Natural-language object grounding data
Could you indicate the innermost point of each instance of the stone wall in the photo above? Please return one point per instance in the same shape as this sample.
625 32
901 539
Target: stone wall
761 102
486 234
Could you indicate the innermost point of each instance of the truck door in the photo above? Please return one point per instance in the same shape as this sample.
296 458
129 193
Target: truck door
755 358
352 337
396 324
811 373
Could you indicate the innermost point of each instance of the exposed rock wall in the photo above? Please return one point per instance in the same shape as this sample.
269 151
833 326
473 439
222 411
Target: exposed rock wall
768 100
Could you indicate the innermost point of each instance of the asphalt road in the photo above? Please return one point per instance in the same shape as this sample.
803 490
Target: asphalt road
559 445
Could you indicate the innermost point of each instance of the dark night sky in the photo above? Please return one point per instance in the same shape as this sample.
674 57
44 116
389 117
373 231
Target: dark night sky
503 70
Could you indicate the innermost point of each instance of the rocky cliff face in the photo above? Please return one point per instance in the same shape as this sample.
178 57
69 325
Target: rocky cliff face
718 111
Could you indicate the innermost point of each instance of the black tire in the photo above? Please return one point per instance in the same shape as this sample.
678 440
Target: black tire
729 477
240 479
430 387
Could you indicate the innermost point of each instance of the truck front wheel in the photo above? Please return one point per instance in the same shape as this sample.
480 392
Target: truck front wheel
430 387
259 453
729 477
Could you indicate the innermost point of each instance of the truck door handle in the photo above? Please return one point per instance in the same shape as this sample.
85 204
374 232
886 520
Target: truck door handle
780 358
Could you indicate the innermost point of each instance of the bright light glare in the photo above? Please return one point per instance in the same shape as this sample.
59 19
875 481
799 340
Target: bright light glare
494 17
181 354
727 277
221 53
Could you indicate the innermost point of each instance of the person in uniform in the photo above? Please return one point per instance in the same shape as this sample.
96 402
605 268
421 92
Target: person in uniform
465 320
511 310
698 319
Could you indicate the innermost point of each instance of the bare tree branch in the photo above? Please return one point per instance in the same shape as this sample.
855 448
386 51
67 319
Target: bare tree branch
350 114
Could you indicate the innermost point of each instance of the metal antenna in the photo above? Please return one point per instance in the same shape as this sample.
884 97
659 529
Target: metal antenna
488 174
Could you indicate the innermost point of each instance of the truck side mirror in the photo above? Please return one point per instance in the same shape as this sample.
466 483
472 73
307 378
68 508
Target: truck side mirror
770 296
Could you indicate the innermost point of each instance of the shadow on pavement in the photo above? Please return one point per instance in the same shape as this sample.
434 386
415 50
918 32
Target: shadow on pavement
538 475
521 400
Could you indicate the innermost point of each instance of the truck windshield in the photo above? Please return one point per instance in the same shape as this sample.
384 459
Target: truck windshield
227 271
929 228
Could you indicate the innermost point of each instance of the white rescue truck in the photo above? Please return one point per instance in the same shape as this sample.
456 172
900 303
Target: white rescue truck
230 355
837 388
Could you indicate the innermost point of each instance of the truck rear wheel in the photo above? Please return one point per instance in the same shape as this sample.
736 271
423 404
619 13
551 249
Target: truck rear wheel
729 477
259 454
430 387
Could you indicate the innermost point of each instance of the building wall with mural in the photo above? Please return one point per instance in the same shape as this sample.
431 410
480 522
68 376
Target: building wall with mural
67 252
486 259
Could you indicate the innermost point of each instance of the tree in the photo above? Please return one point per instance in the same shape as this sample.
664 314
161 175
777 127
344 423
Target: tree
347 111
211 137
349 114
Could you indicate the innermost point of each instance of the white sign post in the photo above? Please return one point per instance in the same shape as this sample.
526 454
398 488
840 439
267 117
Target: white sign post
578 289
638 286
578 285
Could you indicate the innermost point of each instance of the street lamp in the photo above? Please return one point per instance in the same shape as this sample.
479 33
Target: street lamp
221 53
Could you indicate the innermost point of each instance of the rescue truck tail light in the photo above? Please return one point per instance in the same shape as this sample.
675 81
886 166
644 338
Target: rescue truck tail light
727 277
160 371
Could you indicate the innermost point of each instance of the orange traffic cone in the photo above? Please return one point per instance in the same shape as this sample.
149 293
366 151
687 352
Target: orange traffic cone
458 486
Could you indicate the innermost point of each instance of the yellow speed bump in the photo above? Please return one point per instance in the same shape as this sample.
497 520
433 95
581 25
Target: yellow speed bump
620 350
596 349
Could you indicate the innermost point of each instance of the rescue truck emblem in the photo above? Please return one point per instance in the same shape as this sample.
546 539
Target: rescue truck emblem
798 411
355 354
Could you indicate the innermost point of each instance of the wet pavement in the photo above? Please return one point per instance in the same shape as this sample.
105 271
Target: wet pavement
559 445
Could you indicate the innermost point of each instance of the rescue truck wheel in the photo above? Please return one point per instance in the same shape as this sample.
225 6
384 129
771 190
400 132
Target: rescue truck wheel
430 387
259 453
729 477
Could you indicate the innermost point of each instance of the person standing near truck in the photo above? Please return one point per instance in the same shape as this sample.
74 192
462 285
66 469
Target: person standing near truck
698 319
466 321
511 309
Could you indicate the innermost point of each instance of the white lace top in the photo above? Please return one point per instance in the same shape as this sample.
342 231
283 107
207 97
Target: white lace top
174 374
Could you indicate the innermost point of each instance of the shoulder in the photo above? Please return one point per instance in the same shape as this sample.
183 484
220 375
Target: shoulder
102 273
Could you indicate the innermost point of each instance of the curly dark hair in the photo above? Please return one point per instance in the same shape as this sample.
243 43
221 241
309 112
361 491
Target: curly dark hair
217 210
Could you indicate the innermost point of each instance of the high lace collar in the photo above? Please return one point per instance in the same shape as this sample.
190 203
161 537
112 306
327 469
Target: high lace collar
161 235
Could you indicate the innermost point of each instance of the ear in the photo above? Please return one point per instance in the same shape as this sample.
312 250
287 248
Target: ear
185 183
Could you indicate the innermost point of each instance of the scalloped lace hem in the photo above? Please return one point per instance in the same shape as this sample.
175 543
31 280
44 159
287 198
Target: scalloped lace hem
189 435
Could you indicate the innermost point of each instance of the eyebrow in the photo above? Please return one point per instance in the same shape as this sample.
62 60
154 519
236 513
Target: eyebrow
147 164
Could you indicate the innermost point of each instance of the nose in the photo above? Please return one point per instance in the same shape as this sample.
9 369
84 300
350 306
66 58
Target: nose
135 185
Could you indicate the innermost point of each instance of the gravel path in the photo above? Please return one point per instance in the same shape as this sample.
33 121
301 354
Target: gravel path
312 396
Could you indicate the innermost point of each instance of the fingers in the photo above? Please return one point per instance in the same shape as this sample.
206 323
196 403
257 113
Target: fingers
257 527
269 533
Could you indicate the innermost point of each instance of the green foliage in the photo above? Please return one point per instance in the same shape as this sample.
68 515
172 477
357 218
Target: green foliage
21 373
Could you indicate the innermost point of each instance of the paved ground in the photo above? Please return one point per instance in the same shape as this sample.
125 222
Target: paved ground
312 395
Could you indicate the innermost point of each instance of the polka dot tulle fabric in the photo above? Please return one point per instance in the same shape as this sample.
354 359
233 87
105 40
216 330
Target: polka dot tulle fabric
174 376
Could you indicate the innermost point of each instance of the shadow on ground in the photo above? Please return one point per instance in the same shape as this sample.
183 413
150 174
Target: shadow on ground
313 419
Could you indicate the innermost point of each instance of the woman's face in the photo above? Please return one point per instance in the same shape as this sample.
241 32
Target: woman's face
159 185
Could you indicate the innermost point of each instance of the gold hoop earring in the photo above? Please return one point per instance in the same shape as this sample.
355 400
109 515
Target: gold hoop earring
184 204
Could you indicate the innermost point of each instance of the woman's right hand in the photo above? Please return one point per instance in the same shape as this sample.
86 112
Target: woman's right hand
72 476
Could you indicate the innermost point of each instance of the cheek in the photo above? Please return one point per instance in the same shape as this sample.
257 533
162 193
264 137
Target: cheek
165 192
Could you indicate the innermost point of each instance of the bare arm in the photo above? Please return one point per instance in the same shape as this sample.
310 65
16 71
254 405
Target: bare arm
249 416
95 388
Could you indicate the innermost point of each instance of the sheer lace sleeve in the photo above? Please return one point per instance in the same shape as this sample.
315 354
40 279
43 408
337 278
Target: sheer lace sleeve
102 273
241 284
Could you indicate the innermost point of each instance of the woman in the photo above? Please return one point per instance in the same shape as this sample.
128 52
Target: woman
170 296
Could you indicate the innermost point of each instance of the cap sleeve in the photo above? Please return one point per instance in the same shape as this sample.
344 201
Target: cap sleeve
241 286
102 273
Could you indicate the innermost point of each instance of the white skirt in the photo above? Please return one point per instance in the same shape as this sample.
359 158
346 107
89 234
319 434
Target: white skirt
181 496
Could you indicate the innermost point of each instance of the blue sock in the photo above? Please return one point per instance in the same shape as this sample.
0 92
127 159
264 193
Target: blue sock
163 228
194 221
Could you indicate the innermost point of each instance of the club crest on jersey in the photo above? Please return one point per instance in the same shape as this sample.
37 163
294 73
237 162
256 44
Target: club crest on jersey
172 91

Task to complete — Beginning from the line that contains "of the club", give each line again exactly, through the final line of the records.

Solution to this task —
Could you indicate the innermost point of each instance of the club crest on jersey in the photo above? Please return one point per instance in the same shape as this sample.
37 163
294 73
237 162
256 44
Target: club crest on jersey
172 91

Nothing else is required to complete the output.